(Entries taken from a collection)
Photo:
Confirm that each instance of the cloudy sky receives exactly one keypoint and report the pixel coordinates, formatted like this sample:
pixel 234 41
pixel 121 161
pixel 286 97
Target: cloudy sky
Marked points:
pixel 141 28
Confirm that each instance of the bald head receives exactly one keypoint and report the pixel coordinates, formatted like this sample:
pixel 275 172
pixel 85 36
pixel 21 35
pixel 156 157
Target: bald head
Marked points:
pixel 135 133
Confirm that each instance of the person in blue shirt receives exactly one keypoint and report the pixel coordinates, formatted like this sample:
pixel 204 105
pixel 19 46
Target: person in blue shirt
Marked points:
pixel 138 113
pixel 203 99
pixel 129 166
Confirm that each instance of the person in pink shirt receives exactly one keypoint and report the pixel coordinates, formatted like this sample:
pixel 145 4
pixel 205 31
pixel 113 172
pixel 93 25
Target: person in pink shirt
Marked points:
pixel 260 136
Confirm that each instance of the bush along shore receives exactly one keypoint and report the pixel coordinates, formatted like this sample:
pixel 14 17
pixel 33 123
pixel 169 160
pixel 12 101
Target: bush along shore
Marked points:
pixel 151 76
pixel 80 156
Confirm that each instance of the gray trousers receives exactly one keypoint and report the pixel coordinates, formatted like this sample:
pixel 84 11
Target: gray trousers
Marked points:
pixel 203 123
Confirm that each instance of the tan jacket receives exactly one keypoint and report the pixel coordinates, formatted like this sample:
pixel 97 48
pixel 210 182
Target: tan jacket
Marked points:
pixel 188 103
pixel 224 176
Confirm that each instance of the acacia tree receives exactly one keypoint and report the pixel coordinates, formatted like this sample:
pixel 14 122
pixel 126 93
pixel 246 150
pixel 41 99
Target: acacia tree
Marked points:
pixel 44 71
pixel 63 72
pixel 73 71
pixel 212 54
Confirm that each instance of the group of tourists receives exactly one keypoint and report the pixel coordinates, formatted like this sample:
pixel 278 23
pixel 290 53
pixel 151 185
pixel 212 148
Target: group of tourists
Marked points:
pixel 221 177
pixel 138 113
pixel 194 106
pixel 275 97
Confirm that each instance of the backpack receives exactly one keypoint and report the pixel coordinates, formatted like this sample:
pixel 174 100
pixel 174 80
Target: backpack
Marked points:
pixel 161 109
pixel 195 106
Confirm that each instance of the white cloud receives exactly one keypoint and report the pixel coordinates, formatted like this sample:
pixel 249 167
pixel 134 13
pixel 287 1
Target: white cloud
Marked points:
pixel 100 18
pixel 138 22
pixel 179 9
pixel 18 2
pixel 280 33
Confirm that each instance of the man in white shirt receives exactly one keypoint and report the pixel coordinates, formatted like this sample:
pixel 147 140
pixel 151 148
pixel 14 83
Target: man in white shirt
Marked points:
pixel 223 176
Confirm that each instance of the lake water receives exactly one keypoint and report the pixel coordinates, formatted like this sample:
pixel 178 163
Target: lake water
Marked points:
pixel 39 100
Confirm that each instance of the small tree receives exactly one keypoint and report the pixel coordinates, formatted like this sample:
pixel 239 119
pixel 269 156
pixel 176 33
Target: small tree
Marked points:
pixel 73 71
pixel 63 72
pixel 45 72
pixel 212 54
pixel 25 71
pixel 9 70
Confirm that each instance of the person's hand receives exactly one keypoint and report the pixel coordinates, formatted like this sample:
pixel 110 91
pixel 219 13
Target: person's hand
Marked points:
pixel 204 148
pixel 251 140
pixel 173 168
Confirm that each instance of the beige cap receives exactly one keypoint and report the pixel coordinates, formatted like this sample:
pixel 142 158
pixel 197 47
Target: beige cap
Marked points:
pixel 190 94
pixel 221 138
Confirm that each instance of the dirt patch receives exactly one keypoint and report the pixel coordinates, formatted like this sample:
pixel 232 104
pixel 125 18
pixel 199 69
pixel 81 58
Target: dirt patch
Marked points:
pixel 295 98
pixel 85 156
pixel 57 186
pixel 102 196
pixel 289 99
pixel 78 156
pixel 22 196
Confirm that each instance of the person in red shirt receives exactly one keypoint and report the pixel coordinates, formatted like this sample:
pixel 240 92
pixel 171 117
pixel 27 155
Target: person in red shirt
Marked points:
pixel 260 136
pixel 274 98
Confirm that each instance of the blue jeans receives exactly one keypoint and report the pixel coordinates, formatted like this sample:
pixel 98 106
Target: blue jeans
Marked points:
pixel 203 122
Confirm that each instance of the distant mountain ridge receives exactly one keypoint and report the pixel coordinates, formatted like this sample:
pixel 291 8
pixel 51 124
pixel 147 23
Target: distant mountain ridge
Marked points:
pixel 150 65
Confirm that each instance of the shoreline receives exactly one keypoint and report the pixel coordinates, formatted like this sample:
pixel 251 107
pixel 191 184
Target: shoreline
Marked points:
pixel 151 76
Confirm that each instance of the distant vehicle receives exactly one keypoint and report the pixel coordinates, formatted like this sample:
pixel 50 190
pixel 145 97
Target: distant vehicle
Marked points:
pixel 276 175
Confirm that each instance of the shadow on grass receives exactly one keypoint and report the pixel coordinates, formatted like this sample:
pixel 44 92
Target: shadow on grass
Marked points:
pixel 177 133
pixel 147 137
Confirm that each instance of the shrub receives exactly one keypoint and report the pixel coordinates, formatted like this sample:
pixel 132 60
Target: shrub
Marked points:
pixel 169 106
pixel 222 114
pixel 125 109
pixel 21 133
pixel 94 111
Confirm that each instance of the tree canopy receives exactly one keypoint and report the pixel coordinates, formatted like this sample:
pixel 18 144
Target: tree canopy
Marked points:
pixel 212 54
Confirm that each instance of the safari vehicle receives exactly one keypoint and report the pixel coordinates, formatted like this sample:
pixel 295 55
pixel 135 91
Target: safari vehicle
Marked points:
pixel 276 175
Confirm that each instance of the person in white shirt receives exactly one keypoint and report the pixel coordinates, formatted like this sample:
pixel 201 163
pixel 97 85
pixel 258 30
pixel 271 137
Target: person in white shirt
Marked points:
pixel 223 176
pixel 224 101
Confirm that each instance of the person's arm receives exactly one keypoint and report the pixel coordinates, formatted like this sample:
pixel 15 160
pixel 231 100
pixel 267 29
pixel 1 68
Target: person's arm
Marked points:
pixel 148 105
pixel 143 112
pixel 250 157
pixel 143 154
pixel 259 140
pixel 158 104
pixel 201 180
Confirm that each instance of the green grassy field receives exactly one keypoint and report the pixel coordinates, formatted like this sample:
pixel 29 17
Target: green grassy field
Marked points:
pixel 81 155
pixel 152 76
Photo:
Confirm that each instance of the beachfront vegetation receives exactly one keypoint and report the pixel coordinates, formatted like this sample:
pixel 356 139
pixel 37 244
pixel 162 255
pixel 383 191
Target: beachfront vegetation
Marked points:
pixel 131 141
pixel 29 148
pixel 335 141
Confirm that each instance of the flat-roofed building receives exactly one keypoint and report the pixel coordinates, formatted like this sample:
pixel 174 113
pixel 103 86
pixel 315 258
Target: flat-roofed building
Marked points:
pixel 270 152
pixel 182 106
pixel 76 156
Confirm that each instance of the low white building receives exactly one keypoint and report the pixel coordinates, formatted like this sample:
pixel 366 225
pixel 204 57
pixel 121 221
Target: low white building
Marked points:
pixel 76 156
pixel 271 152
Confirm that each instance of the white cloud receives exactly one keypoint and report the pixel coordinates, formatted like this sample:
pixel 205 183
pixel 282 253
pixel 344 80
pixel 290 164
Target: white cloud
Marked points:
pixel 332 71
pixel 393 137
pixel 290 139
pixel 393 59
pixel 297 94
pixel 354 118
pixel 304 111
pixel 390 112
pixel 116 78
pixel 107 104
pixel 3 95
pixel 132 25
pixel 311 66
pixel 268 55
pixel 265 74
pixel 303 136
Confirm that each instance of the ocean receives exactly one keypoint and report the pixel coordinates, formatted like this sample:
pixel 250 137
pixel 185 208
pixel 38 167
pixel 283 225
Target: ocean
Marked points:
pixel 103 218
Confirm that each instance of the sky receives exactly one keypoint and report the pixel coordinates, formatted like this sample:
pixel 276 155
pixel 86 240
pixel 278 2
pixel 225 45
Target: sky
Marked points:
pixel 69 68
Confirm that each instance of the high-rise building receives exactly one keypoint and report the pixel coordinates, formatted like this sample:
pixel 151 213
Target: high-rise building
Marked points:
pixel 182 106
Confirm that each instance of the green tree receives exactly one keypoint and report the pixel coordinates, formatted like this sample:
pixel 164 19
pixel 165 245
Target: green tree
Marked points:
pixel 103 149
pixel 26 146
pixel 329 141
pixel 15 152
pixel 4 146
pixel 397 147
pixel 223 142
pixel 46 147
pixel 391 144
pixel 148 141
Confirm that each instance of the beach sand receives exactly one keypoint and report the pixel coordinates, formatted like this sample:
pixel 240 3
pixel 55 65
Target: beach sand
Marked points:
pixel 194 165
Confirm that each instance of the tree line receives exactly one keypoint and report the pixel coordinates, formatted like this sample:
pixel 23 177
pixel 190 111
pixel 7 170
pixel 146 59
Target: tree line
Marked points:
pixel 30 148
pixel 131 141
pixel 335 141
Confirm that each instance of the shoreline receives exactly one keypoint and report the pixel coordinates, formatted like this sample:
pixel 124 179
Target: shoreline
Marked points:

- _DIRECTIONS FOR THIS TASK_
Please go over the data above and tally every line holding "hand"; reply only with the count.

- _RESPONSE AREA_
2